INSTRUCTIONS.
1. In the Padangushtasana guide below, which fingers are used to grip the big toes? List them.
2. Answer from the Padangushtasana guide below:
(a) How far apart are the feet placed at the start?
(b) By what name is the pose commonly known?
(c) Who may find it hard to bend forward and hold the toes?
3. Carry on the Padangushtasana guide below from its last line.

QUOTED PASSAGE.
>>>

Padangshtasana is one of the poses recommended for the beginners. It is quite a simple pose that gives you a wholesome stretch from head to toe. A balancing pose, it is one the classical poses taught during the early sessions of yoga practice. However, people whose hips are not open or have tight hamstrings may find it difficult to bend forward and hold their toes. Here is a step by step guide to learning this simple yoga pose, referred to commonly as Big Toe Pose.
Practicing Padangushtasana Step By Step
- Stand straight on the yoga mat, soles of the feet placed firmly on the ground, feet separated at 6 inches, parallel to each other.
- Pull your knee caps outward and contract your thighs.
- Keep your spine straight. Keep the head and neck straight.
- Let the hands rest along your body, palms facing the thighs.
- Inhale, and keeping the knees softly bent, and lift your hands over the head, aligned with the ears.
- Exhale and bend forward from the hips, simultaneously bringing the hands forward.
- Keep breathing and with each exhalation deepen the forward bend, allowing your forehead to touch the knees.
- Once in this posture, hold the big toes of respective legs firmly with thumb, index, and middle fingers, thumb covering the toes from above.
- Press the toes into the fingers beneath the sole.
- Inhale and straighten your elbows and knees.
- Exhale and with next inhalation, lift your torso, without exerting pressure on your neck and shoulders and hold the posture.
- To release, exhale, release the torso and bend towards the foot.
- Inhale, release the toes, bend your knees, support your lower back with your hands, and straighten your torso.
- Exhale and take a gently back bend.
- Inhale and come back to starting position.

<<<

Dataset entries.

>>>

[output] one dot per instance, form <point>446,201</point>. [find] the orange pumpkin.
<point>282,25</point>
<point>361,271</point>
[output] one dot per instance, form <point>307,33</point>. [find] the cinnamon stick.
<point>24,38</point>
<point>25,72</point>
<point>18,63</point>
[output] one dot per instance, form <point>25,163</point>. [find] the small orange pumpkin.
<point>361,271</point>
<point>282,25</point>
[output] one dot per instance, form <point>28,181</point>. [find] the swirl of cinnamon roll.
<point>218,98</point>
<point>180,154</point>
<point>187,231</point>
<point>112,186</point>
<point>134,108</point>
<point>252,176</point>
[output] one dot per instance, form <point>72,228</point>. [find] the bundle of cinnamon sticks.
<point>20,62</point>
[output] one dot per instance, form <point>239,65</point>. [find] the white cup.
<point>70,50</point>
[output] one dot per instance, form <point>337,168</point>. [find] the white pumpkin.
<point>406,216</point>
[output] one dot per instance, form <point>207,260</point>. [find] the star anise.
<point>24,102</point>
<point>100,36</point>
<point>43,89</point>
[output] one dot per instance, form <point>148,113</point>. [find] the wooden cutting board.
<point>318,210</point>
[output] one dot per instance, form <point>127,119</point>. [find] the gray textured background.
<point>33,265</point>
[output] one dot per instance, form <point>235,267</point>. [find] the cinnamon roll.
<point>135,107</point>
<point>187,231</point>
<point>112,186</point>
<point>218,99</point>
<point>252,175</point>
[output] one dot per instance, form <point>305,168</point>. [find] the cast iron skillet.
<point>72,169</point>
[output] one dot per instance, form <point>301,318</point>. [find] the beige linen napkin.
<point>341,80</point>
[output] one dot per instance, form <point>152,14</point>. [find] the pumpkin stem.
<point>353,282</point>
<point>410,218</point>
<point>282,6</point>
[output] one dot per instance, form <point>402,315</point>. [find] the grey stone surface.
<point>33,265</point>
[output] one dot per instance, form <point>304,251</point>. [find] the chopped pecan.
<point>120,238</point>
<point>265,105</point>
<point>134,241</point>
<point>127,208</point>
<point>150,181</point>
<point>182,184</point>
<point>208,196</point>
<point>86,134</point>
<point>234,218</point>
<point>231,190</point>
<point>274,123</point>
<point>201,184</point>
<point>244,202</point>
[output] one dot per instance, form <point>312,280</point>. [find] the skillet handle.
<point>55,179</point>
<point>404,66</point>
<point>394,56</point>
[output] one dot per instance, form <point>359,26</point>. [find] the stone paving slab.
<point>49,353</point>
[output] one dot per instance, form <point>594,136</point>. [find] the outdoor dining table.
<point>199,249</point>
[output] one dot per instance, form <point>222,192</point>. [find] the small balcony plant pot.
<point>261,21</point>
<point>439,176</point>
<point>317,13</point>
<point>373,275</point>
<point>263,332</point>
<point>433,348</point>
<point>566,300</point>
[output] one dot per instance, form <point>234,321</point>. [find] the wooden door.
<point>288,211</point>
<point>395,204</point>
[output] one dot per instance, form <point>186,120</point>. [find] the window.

<<<

REPLIES.
1. Thumb, index finger, middle finger

2.
(a) 6 inches
(b) Big Toe Pose
(c) People whose hips are not open or who have tight hamstrings

3.
Those who have back pain or knee injury can keep their knees and elbows bent throughout the time they hold the posture.
Deepening the pose
There are three variations of this pose that allows you to deepen the pose, offering better benefits.
1. Supta Padangushtasana – Reclining Big Toe Pose:
Lie down on the mat and hold the toes with your fingers. While this is a little tough, you can use strap to hold the leg, and lift it perpendicular to the body.
2. Utthita Hasta Padangusthasana – Raised Hand Big Toe Pose
This is a fabulous hip opener. Hold the left big toe with your left hand and stretch the leg, while balancing yourself on the right leg. Here again, you can use the strap to stretch as it requires a flexible hamstring, which you can get with practice.
3. Ubhaya Padangusthasana – The V
This is a fabulous core strengthening version of the classical Padangushtasana.
Use strap for holding the poses as it will enable you to get into the pose in a better way and deepen the pose. Once your hamstrings become more flexible you can stop the use of strap.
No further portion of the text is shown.